- [SUPPLIED PASSAGE]:
* begin *

# New 75g Setup Help



## Im That Guy (Dec 28, 2015)

Hello all, 

So I just bought a TopFin 75g tank from PetSmart. I wanted feedback as all I have now is the tank and two quietflow 30 filters. Are two quietflow 30 filters good for the tank size? A PetSmart employee recommended that. Aside from that question I have more...

The employee also recommended one 200 watt heater that I have not bought yet. Would this be correct for a 75g?

He also recommended 75lbs of gravel but that does not seem right to me as I have kept 10-20g tanks in the past and didn't think 1 gallon = 1 pound of gravel, but I could be wrong. So clarification on this would be nice.

As for the theme, I am looking at buying 2 sunken battleship decor from PetSmart along with a sunken submarine decor, a moss tree, maybe my own driftwood and my own slate rock touch with some more well sized plastic leafy plants.

As for fish I have this idea, please give me feedback as I need refreshers on what can't live with what etc...

1 - Rainbow or Red Tailed shark
5 - Otocinclus
1 - Some type of Gourami
7-10 - Neon Tetras
4 - Kuhli loaches
5 - Tiger barbs? Or maybe cherry barbs? Have not decided
1- Some kind of mystery snail

Obviously not adding these at one time, but that is a lot of low level fish and was wondering if the shark - ottos - and/or loaches would clash. Anyway, possible issues with the fish choices would be great to bring to light here. I have never kept kuhli loaches or any loaches for that matter, as well as a red tail or rainbow shark.

Last question, it has been awhile since I have been avidly maintaining and aquarium and was wondering if someone could link me the nitrogen cycle? I need a refresher of how that works, I can not remember the details of it. 

It will be a long while before I get this tank up and running as I am a poor college student, and I still need...

* end *

- [STORED ROWS]:

* begin *

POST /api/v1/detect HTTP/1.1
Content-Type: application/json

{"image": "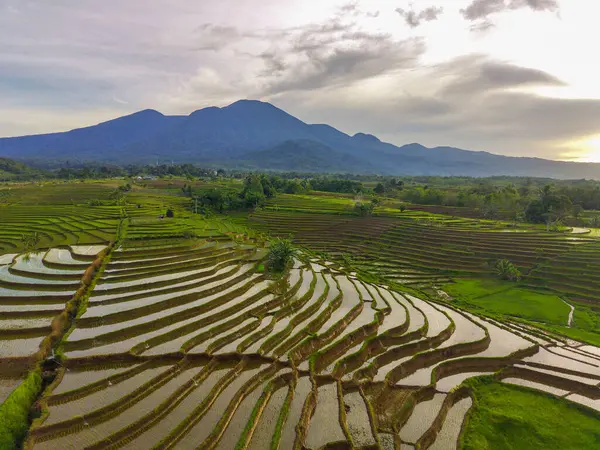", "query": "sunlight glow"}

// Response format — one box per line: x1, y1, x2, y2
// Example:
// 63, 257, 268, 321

562, 135, 600, 162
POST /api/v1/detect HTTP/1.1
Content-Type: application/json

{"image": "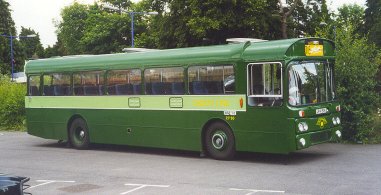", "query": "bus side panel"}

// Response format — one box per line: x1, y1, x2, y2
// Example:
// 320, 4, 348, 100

87, 110, 202, 151
26, 108, 71, 140
232, 107, 295, 154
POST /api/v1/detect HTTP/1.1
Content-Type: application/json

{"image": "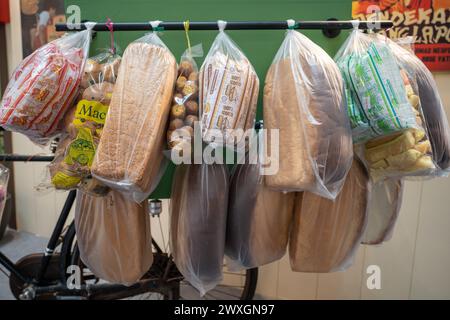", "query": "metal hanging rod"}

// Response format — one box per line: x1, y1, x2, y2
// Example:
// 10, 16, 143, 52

0, 154, 55, 162
56, 19, 393, 31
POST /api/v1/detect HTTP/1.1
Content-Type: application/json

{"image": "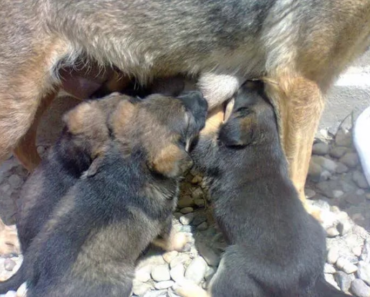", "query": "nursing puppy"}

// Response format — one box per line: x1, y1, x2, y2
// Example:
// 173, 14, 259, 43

178, 82, 346, 297
15, 92, 207, 297
0, 94, 122, 293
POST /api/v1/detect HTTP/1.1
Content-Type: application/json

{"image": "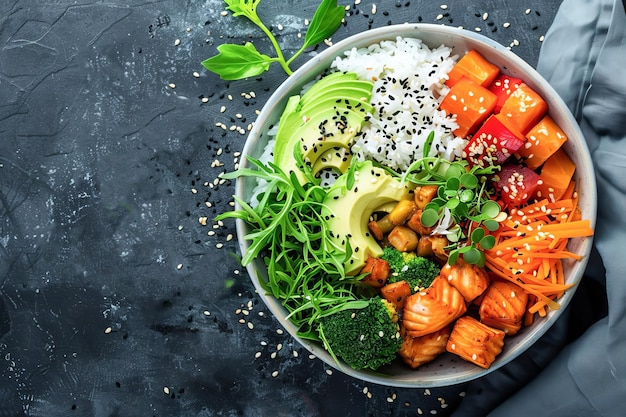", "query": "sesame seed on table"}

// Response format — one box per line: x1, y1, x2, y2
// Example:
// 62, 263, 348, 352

0, 0, 560, 417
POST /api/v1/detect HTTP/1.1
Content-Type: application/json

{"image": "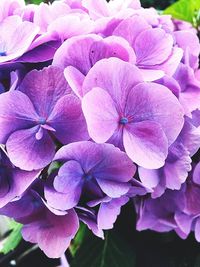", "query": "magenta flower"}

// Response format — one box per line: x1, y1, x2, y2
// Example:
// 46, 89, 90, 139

0, 190, 79, 258
45, 141, 135, 213
0, 67, 88, 170
113, 16, 183, 81
0, 16, 39, 63
0, 0, 25, 22
0, 148, 40, 208
82, 58, 184, 169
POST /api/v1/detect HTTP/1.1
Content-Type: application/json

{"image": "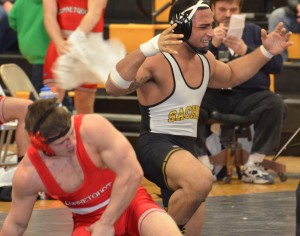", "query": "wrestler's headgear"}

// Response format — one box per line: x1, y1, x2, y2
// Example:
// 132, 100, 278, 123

29, 102, 71, 156
169, 0, 209, 54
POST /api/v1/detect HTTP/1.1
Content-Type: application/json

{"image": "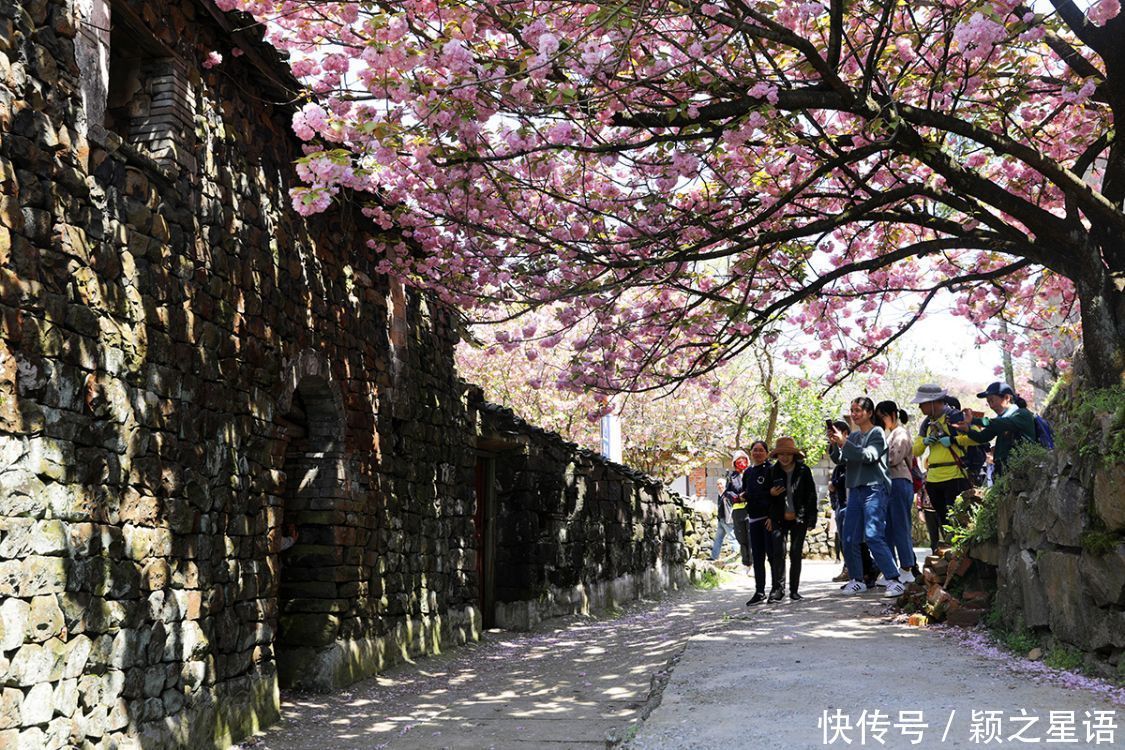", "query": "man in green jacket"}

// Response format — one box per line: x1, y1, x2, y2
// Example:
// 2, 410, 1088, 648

957, 381, 1035, 477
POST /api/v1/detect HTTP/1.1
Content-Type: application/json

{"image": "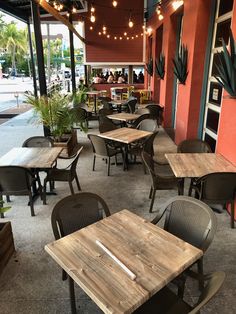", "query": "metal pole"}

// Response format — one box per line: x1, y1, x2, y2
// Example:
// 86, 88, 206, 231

31, 0, 51, 136
27, 21, 38, 97
69, 13, 76, 94
47, 24, 51, 83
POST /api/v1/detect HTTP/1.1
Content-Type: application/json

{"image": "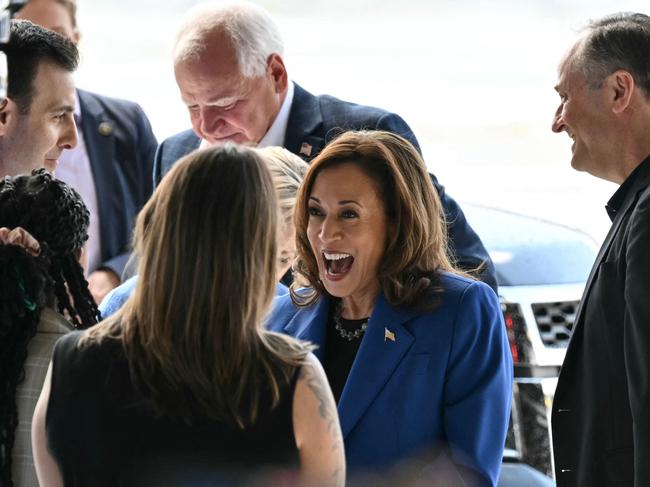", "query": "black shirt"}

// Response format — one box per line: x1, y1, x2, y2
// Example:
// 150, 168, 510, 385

46, 332, 298, 487
323, 306, 368, 404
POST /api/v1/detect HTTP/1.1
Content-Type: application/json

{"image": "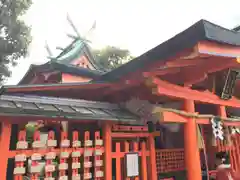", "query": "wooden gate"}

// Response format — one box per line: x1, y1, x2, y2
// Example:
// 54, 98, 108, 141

111, 125, 156, 180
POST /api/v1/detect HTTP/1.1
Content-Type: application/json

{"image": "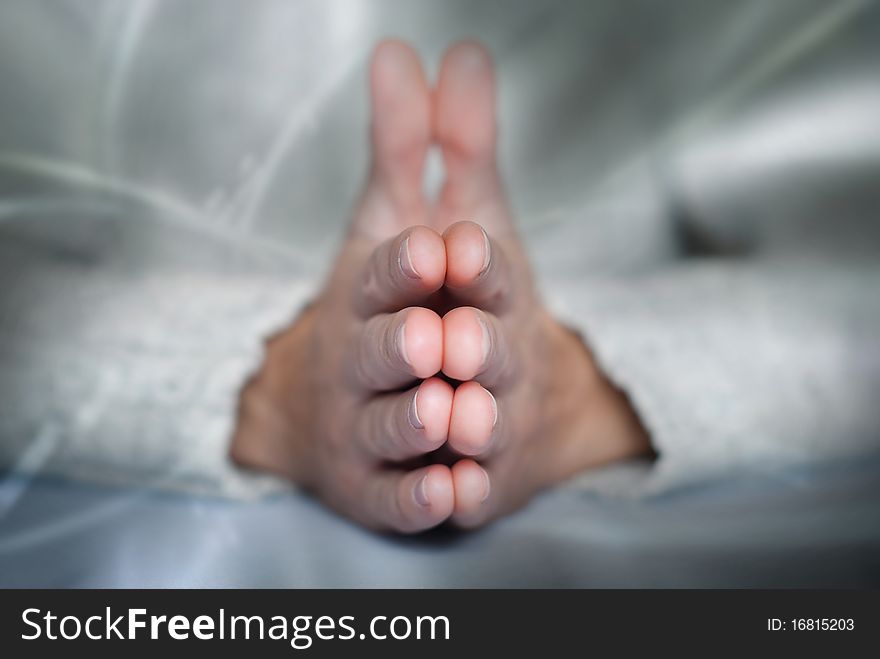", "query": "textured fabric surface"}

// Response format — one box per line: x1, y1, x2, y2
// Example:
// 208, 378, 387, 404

* end *

- [STATED PROBLEM 1]:
Answer these questions from the aquarium setup post:
(a) What heater did the employee recommend?
(b) How much gravel did the employee recommend?
(c) How many Kuhli loaches are in the planned stocking?
- [STATED PROBLEM 2]:
Copy from the aquarium setup post the part that opens with the words containing "As for the theme, I" and closes with "with what etc...".

- [EXERCISE SOLUTION 1]:
(a) One 200 watt heater.
(b) 75lbs of gravel.
(c) 4.

- [EXERCISE SOLUTION 2]:
As for the theme, I am looking at buying 2 sunken battleship decor from PetSmart along with a sunken submarine decor, a moss tree, maybe my own driftwood and my own slate rock touch with some more well sized plastic leafy plants.

As for fish I have this idea, please give me feedback as I need refreshers on what can't live with what etc...